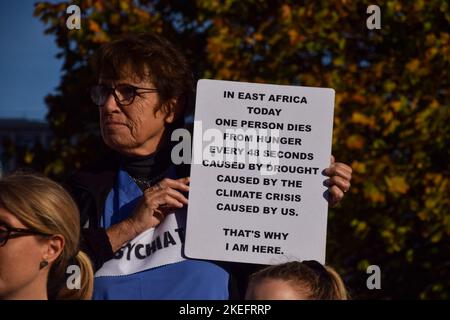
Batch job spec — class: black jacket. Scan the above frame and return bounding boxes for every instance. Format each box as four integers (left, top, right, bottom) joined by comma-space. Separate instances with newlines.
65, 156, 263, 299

━━━━━━

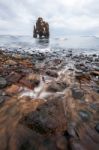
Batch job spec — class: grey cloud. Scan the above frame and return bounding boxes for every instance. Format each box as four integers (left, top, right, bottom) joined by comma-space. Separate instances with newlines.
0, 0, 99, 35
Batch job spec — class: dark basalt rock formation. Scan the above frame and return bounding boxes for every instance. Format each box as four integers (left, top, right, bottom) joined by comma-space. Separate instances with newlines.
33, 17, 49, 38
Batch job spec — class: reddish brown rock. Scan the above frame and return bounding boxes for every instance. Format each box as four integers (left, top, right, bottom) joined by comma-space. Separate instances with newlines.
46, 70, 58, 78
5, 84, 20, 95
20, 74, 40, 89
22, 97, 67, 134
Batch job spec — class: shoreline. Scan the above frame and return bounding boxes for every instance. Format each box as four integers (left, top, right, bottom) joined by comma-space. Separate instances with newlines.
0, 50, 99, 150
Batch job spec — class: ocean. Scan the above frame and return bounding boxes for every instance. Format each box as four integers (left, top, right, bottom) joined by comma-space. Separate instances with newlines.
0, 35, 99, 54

━━━━━━

→ **EXERCISE OBJECTIVE**: Tally the lines of the listing above that contain the string "rock". Case counts, and the reply should be only the number.

→ **EXERCISE SOLUTION**: 2